▶ _Supplied records_:

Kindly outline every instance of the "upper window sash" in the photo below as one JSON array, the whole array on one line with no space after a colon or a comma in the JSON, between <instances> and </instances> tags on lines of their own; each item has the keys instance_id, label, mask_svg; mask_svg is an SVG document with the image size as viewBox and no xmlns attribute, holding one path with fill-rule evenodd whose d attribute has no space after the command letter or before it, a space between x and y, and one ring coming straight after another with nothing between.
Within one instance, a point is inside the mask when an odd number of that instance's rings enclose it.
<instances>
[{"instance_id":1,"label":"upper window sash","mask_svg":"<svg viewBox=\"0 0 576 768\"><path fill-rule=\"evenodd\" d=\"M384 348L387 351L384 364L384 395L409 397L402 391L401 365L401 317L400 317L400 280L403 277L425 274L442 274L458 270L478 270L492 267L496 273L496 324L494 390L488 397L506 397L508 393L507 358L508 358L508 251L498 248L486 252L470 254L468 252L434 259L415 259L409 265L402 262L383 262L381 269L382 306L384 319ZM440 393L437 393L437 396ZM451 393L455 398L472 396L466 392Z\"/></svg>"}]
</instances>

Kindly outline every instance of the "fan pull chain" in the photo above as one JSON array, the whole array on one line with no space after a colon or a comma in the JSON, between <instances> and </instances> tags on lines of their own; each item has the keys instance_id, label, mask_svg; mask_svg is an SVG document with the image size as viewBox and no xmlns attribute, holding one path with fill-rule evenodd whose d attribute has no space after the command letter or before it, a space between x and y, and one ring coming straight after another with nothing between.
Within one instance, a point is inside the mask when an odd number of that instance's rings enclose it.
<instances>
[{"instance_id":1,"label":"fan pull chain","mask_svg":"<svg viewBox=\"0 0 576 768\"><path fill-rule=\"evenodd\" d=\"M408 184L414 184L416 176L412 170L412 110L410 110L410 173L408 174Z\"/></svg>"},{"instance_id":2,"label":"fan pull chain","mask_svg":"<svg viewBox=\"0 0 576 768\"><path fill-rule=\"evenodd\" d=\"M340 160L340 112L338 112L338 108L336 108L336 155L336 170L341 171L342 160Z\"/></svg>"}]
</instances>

▶ _Problem to solve_: The word to find is "xmlns". Copy every line of the records that holds it.

▶ _Response to this exercise_:
Kindly outline every instance of the "upper window sash" in the photo below as one JSON array, the whole array on one line with no space after a colon or a comma in the JSON, between <instances> and </instances> tags on lines of their own; each item has the keys instance_id, label, mask_svg; mask_svg is an SVG document with the image size as viewBox and no xmlns attribute, holding one path with fill-rule evenodd whose d attribute has no space after the command letter or before it, a space between x and y, and one ring coming straight after another with nothing between.
Kindly outline every instance of the "fan pull chain" in the photo above as one JSON array, the whole array on one line with no space after a colon or a comma in the JSON, between <instances> and </instances> tags on lines of their own; each item has the keys instance_id, label, mask_svg; mask_svg is an SVG document with the image size as viewBox and no xmlns attribute, holding one path with fill-rule evenodd whose d attribute has no space after the command letter or before it, a space between x and y, and one ring coming straight after another with nothing between.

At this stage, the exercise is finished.